**** Data under study ****

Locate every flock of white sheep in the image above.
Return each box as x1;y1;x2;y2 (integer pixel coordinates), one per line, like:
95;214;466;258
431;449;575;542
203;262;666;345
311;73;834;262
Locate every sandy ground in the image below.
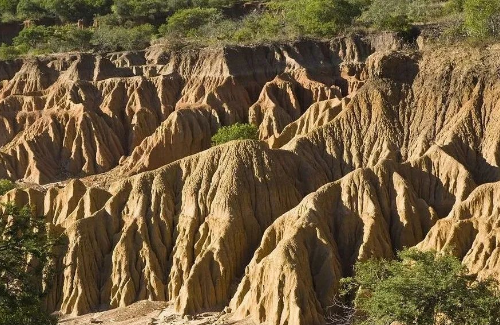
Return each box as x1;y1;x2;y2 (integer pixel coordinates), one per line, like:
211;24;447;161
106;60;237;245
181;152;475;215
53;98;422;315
58;301;256;325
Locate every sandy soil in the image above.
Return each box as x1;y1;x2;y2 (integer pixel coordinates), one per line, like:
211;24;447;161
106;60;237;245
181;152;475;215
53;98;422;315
58;301;256;325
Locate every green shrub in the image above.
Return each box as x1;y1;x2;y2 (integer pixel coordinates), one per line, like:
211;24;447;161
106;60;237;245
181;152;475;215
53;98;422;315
212;123;259;145
44;0;111;22
160;7;221;38
12;25;93;54
166;0;191;11
16;0;49;20
0;0;19;14
13;25;52;49
408;0;444;22
346;0;371;10
50;25;94;51
360;0;442;31
0;45;23;60
279;0;361;37
463;0;500;38
381;15;412;33
92;23;155;51
0;11;18;23
339;249;500;325
8;21;156;55
191;0;237;8
93;13;122;27
231;12;286;43
204;18;240;43
0;203;59;325
360;0;409;29
440;20;468;42
159;11;294;46
112;0;168;20
0;179;14;195
445;0;464;13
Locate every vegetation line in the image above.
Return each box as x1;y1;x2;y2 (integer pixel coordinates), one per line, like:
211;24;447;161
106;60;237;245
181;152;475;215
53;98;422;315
0;0;499;60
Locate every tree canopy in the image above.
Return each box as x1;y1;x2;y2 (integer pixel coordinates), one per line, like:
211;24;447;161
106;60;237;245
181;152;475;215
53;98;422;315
336;249;500;325
0;180;14;196
463;0;500;37
280;0;361;36
0;203;59;325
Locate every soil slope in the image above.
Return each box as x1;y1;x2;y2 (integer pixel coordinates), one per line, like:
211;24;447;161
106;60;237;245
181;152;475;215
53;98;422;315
1;34;499;325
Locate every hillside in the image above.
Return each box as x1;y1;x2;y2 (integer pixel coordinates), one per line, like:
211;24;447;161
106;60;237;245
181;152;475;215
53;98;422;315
1;29;500;324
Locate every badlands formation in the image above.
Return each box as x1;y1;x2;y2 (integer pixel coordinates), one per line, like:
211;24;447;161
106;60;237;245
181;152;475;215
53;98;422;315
1;33;500;324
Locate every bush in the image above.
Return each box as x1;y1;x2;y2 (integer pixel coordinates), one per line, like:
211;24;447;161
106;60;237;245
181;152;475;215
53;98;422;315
13;25;52;49
7;21;156;56
346;0;371;10
408;0;444;23
12;25;93;55
93;13;122;26
360;0;443;31
360;0;409;29
158;11;293;46
92;23;155;51
51;25;94;51
463;0;500;38
16;0;49;20
166;0;191;11
230;12;287;43
0;203;59;325
0;45;22;61
0;179;14;195
337;249;500;325
191;0;237;8
0;0;19;14
160;7;221;38
112;0;168;20
380;14;412;32
445;0;464;13
440;20;468;42
44;0;111;22
279;0;361;37
212;123;259;145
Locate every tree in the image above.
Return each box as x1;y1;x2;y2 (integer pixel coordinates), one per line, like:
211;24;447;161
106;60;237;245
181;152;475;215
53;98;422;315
463;0;500;38
191;0;238;8
160;7;221;38
338;249;500;325
112;0;168;20
16;0;49;20
0;45;22;61
13;25;52;49
50;25;94;52
0;203;58;325
44;0;111;22
0;0;19;14
0;180;14;196
359;0;443;32
92;23;155;51
211;123;259;145
231;12;285;43
280;0;361;36
359;0;410;30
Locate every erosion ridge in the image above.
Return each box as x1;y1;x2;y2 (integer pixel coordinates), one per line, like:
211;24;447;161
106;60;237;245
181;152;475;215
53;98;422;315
0;35;378;184
2;33;500;325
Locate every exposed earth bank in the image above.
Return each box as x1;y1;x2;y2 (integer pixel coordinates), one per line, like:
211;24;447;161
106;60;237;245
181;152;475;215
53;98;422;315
1;32;499;325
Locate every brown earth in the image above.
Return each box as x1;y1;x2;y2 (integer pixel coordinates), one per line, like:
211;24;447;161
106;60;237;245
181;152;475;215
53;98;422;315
1;33;500;325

****

▶ _The problem_
Scan the material above. Copy each line where "soil" occurs.

▶ _Written answer_
Locate every sandy soil in the image above.
Locate every soil slope in the image above.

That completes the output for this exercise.